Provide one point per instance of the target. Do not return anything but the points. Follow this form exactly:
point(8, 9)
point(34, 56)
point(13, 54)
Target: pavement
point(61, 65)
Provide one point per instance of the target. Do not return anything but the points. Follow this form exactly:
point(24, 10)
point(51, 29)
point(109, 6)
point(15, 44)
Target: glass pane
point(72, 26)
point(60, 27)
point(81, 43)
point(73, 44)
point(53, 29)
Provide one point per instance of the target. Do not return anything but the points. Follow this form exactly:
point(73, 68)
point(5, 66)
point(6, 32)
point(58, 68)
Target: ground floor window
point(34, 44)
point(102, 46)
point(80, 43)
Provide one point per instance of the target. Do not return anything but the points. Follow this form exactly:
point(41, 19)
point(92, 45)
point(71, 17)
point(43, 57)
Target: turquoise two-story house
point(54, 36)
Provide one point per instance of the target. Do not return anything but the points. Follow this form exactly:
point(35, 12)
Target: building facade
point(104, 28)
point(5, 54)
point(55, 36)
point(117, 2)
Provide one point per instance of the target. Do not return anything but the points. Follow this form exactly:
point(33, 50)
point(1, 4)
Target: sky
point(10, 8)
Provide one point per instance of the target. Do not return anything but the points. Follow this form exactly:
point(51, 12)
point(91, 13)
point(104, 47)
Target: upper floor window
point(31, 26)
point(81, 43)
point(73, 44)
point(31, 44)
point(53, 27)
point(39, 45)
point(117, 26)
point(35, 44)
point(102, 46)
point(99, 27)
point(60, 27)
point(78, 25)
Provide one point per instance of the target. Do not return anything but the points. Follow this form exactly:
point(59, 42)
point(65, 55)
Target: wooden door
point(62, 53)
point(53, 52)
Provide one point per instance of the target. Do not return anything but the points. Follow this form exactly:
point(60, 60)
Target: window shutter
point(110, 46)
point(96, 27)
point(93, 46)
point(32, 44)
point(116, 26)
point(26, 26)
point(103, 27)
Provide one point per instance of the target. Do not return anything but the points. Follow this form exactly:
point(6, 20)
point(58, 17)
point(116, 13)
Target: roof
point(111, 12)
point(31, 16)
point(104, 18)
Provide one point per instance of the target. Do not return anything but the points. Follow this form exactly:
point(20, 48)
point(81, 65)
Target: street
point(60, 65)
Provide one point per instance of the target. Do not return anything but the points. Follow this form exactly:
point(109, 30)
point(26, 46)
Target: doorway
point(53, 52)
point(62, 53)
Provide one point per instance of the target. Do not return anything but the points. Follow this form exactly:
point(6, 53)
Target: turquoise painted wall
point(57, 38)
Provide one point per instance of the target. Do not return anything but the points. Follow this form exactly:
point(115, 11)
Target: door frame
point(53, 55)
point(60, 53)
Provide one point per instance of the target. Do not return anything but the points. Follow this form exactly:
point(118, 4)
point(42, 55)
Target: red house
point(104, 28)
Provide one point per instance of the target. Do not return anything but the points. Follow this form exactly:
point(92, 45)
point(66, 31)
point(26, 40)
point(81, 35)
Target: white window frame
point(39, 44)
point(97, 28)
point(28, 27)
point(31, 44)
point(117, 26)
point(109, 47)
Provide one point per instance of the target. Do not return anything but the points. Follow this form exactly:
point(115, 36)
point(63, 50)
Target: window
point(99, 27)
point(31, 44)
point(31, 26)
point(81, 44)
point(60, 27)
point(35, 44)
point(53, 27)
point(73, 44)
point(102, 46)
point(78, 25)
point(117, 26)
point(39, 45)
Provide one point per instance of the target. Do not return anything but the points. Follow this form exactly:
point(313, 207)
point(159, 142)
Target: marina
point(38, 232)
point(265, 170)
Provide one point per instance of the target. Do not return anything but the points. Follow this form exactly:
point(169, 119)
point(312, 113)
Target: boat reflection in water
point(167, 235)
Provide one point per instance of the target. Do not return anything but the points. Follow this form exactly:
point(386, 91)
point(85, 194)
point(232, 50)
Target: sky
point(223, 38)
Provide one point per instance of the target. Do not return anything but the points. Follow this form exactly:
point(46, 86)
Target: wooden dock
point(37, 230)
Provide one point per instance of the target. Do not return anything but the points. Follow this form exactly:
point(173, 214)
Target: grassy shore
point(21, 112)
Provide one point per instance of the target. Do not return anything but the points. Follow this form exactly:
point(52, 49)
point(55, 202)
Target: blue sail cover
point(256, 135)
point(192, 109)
▬▬▬
__OBJECTIVE__: Lay out every line of the rows above as a Markdown table with two columns, Number and Line, giving each line its own number and leaving out blank lines.

__ANSWER FOR THE TASK__:
| Number | Line |
|---|---|
| 1 | Provide one point per instance of the target. Do not return anything but the points. Follow this form exactly: |
| 2 | point(8, 9) |
| 3 | point(34, 56) |
| 4 | point(13, 54) |
| 5 | Target: pavement |
| 6 | point(61, 65) |
| 7 | Provide one point per instance of the target. Do not return anything but the points. Follow this form exactly: |
| 8 | point(24, 10) |
| 9 | point(51, 29) |
| 10 | point(109, 6) |
| 11 | point(15, 44) |
| 12 | Target: glass pane |
| 13 | point(72, 26) |
| 14 | point(60, 27) |
| 15 | point(81, 43) |
| 16 | point(73, 44) |
| 17 | point(53, 29) |
| 18 | Provide one point per instance of the target. Do not return anything but the points. Follow this form exactly: |
| 19 | point(73, 68) |
| 20 | point(5, 66) |
| 21 | point(6, 32) |
| 22 | point(58, 68) |
| 23 | Target: ground floor window |
| 24 | point(34, 44) |
| 25 | point(102, 46) |
| 26 | point(80, 43) |
| 27 | Provide one point per instance of the target. Do not return anything but the points. Follow this form exactly: |
| 28 | point(41, 19) |
| 29 | point(92, 45) |
| 30 | point(71, 17) |
| 31 | point(43, 57) |
| 32 | Target: turquoise two-story house |
| 33 | point(54, 36) |
| 34 | Provide one point per instance of the target. Do not return anything but the points. Follow this form exactly: |
| 35 | point(35, 12) |
| 36 | Target: building facade |
| 37 | point(104, 28) |
| 38 | point(5, 54) |
| 39 | point(55, 36) |
| 40 | point(117, 2) |
| 41 | Provide one point per instance of the target. Do not return anything but the points. Follow this form exactly: |
| 42 | point(33, 50) |
| 43 | point(1, 4) |
| 44 | Target: sky |
| 45 | point(10, 8) |
| 46 | Provide one point per instance of the target. Do not return anything but the points. Follow this form exactly: |
| 47 | point(51, 12) |
| 48 | point(91, 13) |
| 49 | point(104, 47) |
| 50 | Target: upper floor window |
| 51 | point(31, 26) |
| 52 | point(81, 43) |
| 53 | point(73, 44) |
| 54 | point(31, 44) |
| 55 | point(53, 27) |
| 56 | point(39, 45) |
| 57 | point(117, 26) |
| 58 | point(35, 44) |
| 59 | point(102, 46) |
| 60 | point(99, 27) |
| 61 | point(60, 27) |
| 62 | point(78, 25) |
| 63 | Provide one point per instance of the target. Do not return anything but the points. Follow this form exactly: |
| 64 | point(59, 42) |
| 65 | point(65, 55) |
| 66 | Target: wooden door |
| 67 | point(62, 53) |
| 68 | point(53, 52) |
| 69 | Provide one point per instance of the target. Do not return anything but the points. Follow this form exactly: |
| 70 | point(60, 60) |
| 71 | Target: window shutter |
| 72 | point(110, 46) |
| 73 | point(96, 27) |
| 74 | point(93, 46) |
| 75 | point(32, 44) |
| 76 | point(116, 26) |
| 77 | point(26, 26) |
| 78 | point(103, 27) |
| 79 | Provide one point per instance of the target. Do not return anything but the points. Follow this form exactly: |
| 80 | point(6, 20) |
| 81 | point(58, 17) |
| 82 | point(116, 13) |
| 83 | Target: roof |
| 84 | point(111, 12) |
| 85 | point(31, 16) |
| 86 | point(104, 18) |
| 87 | Provide one point per instance of the target. Do not return anything but the points. Follow this form exactly: |
| 88 | point(20, 48) |
| 89 | point(81, 65) |
| 90 | Target: street |
| 91 | point(60, 65) |
| 92 | Provide one point per instance of the target. Do not return anything but the points. Follow this form exactly: |
| 93 | point(109, 30) |
| 94 | point(26, 46) |
| 95 | Target: doorway |
| 96 | point(53, 52) |
| 97 | point(62, 53) |
| 98 | Provide one point per instance of the target. Do not return anything but the points. Follow this form exactly: |
| 99 | point(6, 53) |
| 100 | Target: turquoise painted wall |
| 101 | point(57, 38) |
| 102 | Provide one point per instance of the target. Do not return anything but the points. Follow this form exactly: |
| 103 | point(115, 11) |
| 104 | Target: door frame |
| 105 | point(53, 55) |
| 106 | point(60, 53) |
| 107 | Provide one point per instance of the target. Do not return anything but the points. Follow this form exactly: |
| 108 | point(118, 4) |
| 109 | point(42, 55) |
| 110 | Target: red house |
| 111 | point(104, 28) |
| 112 | Provide one point per instance of the target. Do not return anything but the points. Follow this form exactly: |
| 113 | point(92, 45) |
| 114 | point(66, 31) |
| 115 | point(26, 40) |
| 116 | point(81, 35) |
| 117 | Target: white window frame |
| 118 | point(39, 44) |
| 119 | point(97, 28) |
| 120 | point(28, 27) |
| 121 | point(31, 44) |
| 122 | point(117, 26) |
| 123 | point(109, 47) |
| 124 | Provide one point per instance of the target. Do not return anything but the points. Follow this form exactly: |
| 125 | point(115, 36) |
| 126 | point(63, 50) |
| 127 | Target: window |
| 128 | point(99, 27) |
| 129 | point(31, 44) |
| 130 | point(31, 26) |
| 131 | point(81, 44) |
| 132 | point(60, 27) |
| 133 | point(35, 44) |
| 134 | point(53, 27) |
| 135 | point(73, 44) |
| 136 | point(102, 46) |
| 137 | point(78, 25) |
| 138 | point(117, 26) |
| 139 | point(39, 45) |
| 140 | Provide one point per instance of the target. Do not return anything but the points. Follow this form exactly: |
| 141 | point(313, 207) |
| 142 | point(159, 142) |
| 143 | Target: marina |
| 144 | point(38, 232) |
| 145 | point(265, 170) |
| 146 | Provide one point per instance of the target. Do not return anything but the points. Follow this form exactly: |
| 147 | point(169, 119) |
| 148 | point(312, 113) |
| 149 | Target: boat reflection in water |
| 150 | point(167, 235) |
| 151 | Provide one point per instance of the target. Do not return anything but the points. Follow this form exactly: |
| 152 | point(386, 91) |
| 153 | point(85, 194) |
| 154 | point(232, 50) |
| 155 | Target: sky |
| 156 | point(223, 38) |
| 157 | Provide one point per instance of the target. Do not return anything but the points. Follow this form exactly: |
| 158 | point(46, 86) |
| 159 | Target: wooden dock |
| 160 | point(37, 230) |
| 161 | Provide one point per instance of the target. Do not return anything but the points. Follow this form exactly: |
| 162 | point(173, 214) |
| 163 | Target: grassy shore |
| 164 | point(21, 112) |
| 165 | Provide one point per instance of the target. Do not return anything but the points. Follow this form exactly: |
| 166 | point(52, 49) |
| 167 | point(55, 202) |
| 168 | Target: blue sail cover |
| 169 | point(256, 135) |
| 170 | point(192, 109) |